LESETEXT ->
-*-*-

Vatikan-Botschafter hat Scholz-Audienz begleitet

Wie bringt man den Kanzler zum Papst?

Staatsgäste zum Papst zu begleiten, ist eine der Hauptaufgaben des deutschen Botschafters im Vatikan. Wenn der Kanzler kommt, ist das aber doch etwas besonderes, erzählt Bernhard Kotsch. Monatelang wurde die Scholz-Visite vorbereitet.

Bundeskanzler Olaf Scholz und Papst Franziskus / © Vatican Media/Romano Siciliani (KNA)
Bundeskanzler Olaf Scholz und Papst Franziskus / © Vatican Media/Romano Siciliani ( KNA )

DOMRADIO.DE: Am Samstag hat Papst Franziskus zum ersten Mal den deutschen Bundeskanzler Olaf Scholz zur Privataudienz im Vatikan empfangen. Sie haben ihn als Botschafter begleitet. Wie haben Sie das Treffen erlebt? 

Bernhard Kotsch, Botschafter der Bundesrepublik Deutschland beim Heiligen Stuhl / © Paolo Galosi/Romano Siciliani (KNA)

-*-*-

BEREITGESTELLTE DATEN ->
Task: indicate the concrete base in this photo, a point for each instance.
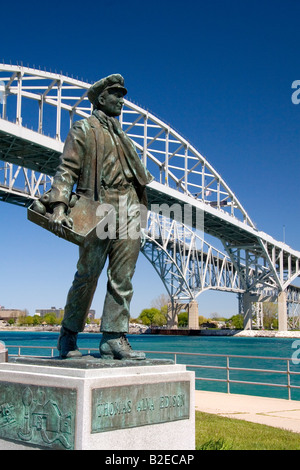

-*-*-

OFFENE AUFGABEN ->
#1 Zitieren Sie aus dem Text zur Scholz-Audienz die Stelle von „Vatikan-Botschafter hat Scholz-Audienz“ bis „das Treffen erlebt?“.
#2 Stimmen diese Aussagen mit dem Text zur Scholz-Audienz überein? Antworten Sie jeweils mit Ja oder Nein und zitieren Sie die entscheidenden Worte des Textes wörtlich.
(a) Der Besuch von Scholz wurde über Monate vorbereitet.
(b) Papst Franziskus hatte Olaf Scholz schon vor diesem Samstag einmal zur Privataudienz empfangen.
(c) Bernhard Kotsch ist Botschafter der Bundesrepublik Deutschland beim Heiligen Stuhl.
#3 Wie geht der Text zur Scholz-Audienz nach seiner letzten Zeile weiter? Schreiben Sie die Fortsetzung.

GELÖSTE AUFGABEN ->
#1
Vatikan-Botschafter hat Scholz-Audienz begleitet

Wie bringt man den Kanzler zum Papst?

Staatsgäste zum Papst zu begleiten, ist eine der Hauptaufgaben des deutschen Botschafters im Vatikan. Wenn der Kanzler kommt, ist das aber doch etwas besonderes, erzählt Bernhard Kotsch. Monatelang wurde die Scholz-Visite vorbereitet.

Bundeskanzler Olaf Scholz und Papst Franziskus / © Vatican Media/Romano Siciliani (KNA)
Bundeskanzler Olaf Scholz und Papst Franziskus / © Vatican Media/Romano Siciliani ( KNA )

DOMRADIO.DE: Am Samstag hat Papst Franziskus zum ersten Mal den deutschen Bundeskanzler Olaf Scholz zur Privataudienz im Vatikan empfangen. Sie haben ihn als Botschafter begleitet. Wie haben Sie das Treffen erlebt?

#2
(a) Ja: „Monatelang wurde die Scholz-Visite vorbereitet.“
(b) Nein: „Am Samstag hat Papst Franziskus zum ersten Mal den deutschen Bundeskanzler Olaf Scholz zur Privataudienz im Vatikan empfangen.“
(c) Ja: „Bernhard Kotsch, Botschafter der Bundesrepublik Deutschland beim Heiligen Stuhl“

#3
Bernhard Kotsch, Botschafter der Bundesrepublik Deutschland beim Heiligen Stuhl / © Paolo Galosi/Romano Siciliani ( KNA )

Bernhard Kotsch (Botschafter der Bundesrepublik Deutschland am Heiligen Stuhl): Für uns bedeutet das immer viel Vorbereitung in den Wochen davor. Circa zwei Monate muss man rechnen, wenn man so einen Besuch gut planen will. Insofern ist der Besuch natürlich der Höhepunkt und der Endpunkt einer langen Arbeitszeit. 

DOMRADIO.DE: Was muss im Vorhinein da alles geklärt werden, dass so ein Besuch stattfinden kann? 

Kotsch: Das beginnt erst mal damit, dass man sich auf ein Datum einigt, was weder beim Bundeskanzler noch beim Papst besonders einfach ist. Das geht weiter über Fragen des Ablaufs, der Uhrzeit, der Sicherheit. Mit welcher Maschine kommt der Kanzler an? Wie wird das am Flughafen abgewickelt? Alles Themen, die reibungslos funktionieren müssen. Dafür muss im Detail immer viel vorbereitet werden. 

DOMRADIO.DE: Jetzt sind Sie ja nicht bloß dafür da, den Kanzler zu empfangen. Es ist ja zum Beispiel in Deutschland auch so, dass die Ministerpräsidenten alle den Papst treffen. Das hat mit den Konkordaten zu tun. Ist das noch mal eine andere Dimension, wenn der Papst den Regierungschef der Bundesrepublik empfängt? Ist das komplizierter?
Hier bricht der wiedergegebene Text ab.